Begin Data section

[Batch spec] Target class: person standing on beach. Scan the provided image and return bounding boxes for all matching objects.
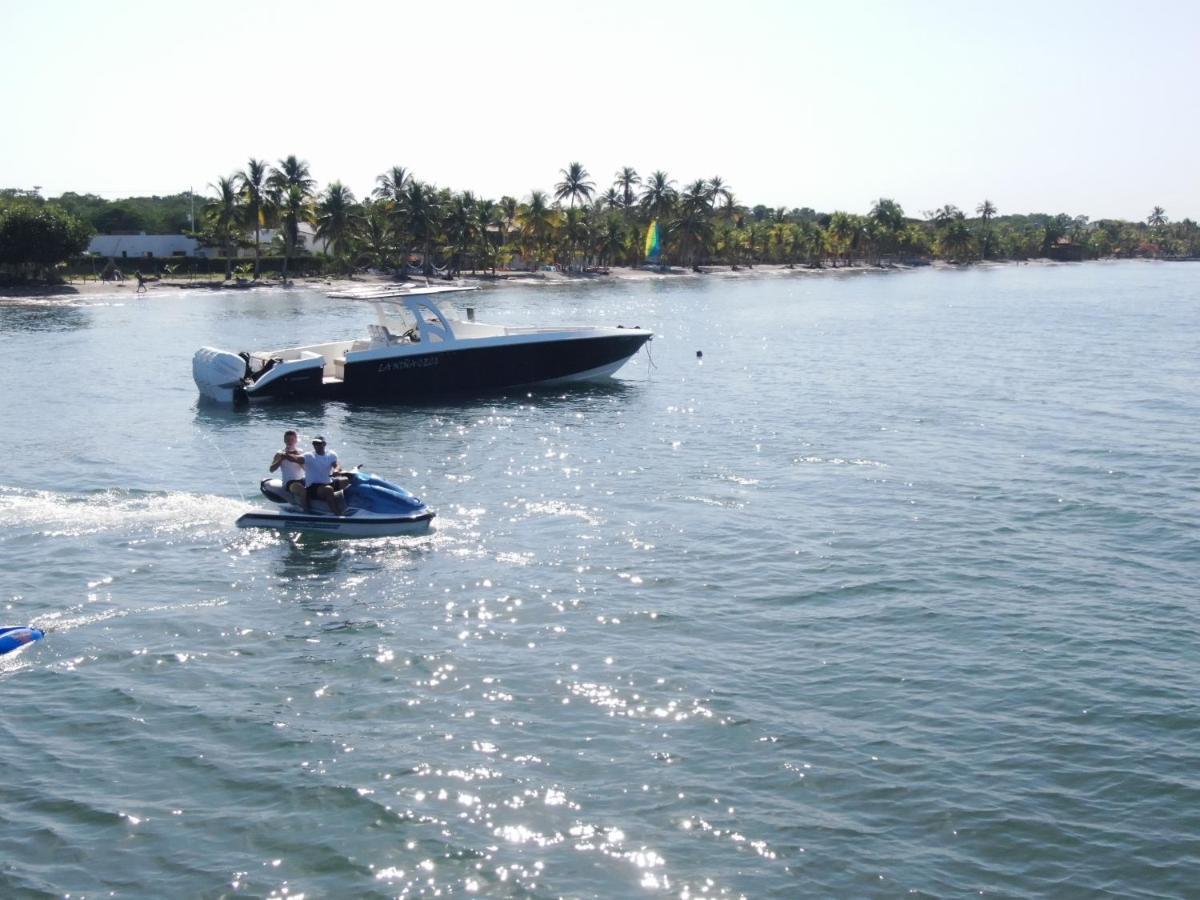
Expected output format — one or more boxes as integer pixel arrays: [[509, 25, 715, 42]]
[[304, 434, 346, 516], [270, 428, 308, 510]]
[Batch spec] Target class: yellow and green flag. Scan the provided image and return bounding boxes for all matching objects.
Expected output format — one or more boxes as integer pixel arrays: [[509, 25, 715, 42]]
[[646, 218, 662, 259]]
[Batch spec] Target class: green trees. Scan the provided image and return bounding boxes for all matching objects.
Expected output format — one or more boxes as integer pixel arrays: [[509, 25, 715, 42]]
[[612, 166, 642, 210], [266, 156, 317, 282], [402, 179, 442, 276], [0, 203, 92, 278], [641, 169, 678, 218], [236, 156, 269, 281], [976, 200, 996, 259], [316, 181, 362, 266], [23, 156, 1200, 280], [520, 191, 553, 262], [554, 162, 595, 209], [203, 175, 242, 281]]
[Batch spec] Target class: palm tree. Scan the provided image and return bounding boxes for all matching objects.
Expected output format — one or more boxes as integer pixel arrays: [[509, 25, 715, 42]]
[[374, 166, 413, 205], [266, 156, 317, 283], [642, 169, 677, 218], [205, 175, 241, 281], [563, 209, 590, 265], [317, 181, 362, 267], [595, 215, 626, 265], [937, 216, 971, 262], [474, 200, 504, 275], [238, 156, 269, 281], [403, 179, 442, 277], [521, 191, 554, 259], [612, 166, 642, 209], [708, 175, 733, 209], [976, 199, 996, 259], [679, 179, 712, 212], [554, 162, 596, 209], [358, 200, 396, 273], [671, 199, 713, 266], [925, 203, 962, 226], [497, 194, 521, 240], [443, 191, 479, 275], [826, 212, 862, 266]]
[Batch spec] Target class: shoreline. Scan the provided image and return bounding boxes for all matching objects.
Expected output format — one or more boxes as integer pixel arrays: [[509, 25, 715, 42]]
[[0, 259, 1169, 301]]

End Data section
Begin Data section

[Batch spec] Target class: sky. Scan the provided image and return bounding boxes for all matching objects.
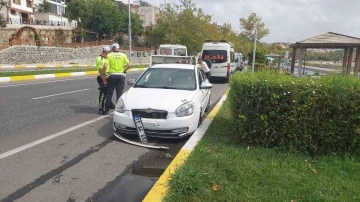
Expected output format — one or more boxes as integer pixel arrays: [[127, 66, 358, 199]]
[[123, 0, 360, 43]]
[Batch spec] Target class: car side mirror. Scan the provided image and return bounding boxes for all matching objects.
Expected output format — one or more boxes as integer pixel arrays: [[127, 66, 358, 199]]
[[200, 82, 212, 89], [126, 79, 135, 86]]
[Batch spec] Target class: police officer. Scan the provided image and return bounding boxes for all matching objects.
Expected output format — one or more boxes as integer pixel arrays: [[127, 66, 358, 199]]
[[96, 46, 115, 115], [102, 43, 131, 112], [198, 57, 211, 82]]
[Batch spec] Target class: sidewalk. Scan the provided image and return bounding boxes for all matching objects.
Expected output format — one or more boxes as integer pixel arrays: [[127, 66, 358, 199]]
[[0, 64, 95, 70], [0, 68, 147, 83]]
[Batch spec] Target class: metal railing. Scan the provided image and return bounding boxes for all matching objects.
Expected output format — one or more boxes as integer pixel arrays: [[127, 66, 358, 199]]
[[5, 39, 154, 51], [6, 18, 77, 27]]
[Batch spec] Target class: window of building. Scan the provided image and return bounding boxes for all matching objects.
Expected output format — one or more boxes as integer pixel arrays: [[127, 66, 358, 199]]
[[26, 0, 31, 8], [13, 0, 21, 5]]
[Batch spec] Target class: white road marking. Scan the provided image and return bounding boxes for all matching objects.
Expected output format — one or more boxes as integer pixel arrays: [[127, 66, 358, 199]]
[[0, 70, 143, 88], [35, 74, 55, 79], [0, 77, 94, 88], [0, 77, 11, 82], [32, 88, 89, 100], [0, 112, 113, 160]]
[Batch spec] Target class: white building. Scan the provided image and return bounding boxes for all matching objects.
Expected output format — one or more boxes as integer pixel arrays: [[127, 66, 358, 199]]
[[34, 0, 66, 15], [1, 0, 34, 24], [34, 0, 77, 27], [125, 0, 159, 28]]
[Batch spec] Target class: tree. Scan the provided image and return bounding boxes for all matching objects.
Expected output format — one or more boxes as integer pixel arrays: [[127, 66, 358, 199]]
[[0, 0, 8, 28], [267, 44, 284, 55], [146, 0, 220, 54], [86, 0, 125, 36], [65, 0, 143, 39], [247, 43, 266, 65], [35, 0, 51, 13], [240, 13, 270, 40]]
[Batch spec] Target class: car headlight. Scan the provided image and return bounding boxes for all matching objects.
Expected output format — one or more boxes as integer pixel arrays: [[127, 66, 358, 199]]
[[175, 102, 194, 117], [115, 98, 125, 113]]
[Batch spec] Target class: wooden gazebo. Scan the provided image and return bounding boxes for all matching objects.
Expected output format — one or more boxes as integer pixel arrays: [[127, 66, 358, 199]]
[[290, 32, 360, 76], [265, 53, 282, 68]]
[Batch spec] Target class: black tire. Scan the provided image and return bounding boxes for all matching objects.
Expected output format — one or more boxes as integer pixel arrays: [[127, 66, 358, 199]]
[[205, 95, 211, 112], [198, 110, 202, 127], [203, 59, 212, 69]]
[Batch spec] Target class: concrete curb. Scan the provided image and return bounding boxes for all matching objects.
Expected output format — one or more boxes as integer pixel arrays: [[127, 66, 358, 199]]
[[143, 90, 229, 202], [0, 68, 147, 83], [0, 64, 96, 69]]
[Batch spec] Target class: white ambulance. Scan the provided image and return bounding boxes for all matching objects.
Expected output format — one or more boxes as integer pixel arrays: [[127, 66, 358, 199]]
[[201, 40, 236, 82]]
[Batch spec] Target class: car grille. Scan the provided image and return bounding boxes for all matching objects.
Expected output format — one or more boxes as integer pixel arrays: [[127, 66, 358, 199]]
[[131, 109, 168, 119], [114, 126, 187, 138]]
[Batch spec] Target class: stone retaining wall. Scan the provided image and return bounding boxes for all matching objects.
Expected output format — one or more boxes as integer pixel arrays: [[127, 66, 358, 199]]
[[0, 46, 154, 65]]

End Data section
Begin Data section

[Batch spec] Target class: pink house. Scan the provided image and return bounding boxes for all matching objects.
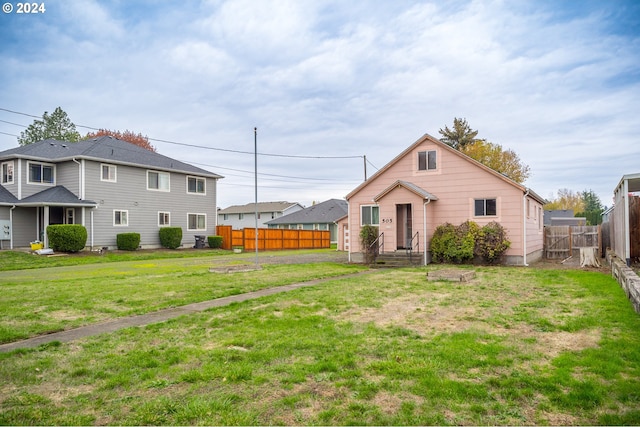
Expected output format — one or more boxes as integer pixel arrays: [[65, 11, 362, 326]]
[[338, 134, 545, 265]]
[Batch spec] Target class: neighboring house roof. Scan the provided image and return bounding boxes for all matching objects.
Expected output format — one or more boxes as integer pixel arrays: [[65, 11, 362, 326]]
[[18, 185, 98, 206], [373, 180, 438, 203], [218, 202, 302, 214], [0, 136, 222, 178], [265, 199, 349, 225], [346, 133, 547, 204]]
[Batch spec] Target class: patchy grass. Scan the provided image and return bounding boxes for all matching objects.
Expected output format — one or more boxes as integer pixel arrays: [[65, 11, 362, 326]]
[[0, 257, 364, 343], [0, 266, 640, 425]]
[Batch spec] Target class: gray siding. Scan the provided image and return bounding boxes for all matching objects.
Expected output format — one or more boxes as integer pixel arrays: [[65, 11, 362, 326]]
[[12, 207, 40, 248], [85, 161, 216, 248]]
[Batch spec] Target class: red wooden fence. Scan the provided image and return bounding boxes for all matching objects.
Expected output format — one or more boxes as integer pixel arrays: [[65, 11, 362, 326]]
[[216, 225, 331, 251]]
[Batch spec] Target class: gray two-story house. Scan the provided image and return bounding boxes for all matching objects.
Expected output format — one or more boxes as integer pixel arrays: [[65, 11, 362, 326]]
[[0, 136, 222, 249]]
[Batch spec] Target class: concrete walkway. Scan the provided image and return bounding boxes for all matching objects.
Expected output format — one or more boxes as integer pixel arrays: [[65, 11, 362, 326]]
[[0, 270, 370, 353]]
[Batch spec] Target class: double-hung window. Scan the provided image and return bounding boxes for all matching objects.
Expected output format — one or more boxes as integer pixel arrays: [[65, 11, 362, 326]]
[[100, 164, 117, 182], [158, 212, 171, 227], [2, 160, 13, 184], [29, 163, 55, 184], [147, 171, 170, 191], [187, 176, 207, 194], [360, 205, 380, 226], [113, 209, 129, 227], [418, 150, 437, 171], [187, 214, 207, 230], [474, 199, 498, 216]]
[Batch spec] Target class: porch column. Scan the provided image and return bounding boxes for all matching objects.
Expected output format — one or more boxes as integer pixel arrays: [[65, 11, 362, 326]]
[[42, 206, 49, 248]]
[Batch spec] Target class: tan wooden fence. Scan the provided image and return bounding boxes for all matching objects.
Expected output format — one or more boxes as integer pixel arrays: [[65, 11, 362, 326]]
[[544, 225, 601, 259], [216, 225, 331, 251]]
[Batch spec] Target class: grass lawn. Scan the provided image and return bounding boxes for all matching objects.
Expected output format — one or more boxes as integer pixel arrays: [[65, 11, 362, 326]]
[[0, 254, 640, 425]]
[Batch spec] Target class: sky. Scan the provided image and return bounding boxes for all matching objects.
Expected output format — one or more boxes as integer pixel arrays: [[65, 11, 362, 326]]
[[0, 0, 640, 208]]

End Data section

### Instructions to follow
Reproduce word for word the part of the listing that runs from the line with "[Batch spec] Target class: stone" to the line with "[[0, 46, 154, 65]]", including both of those lines.

### Final answer
[Batch spec] Target class: stone retaining wall. Scan the provided image and return bounding boxes for all matching objects.
Expected output format — one or more boxes as integer pixel arrays: [[127, 66, 358, 199]]
[[0, 46, 154, 65]]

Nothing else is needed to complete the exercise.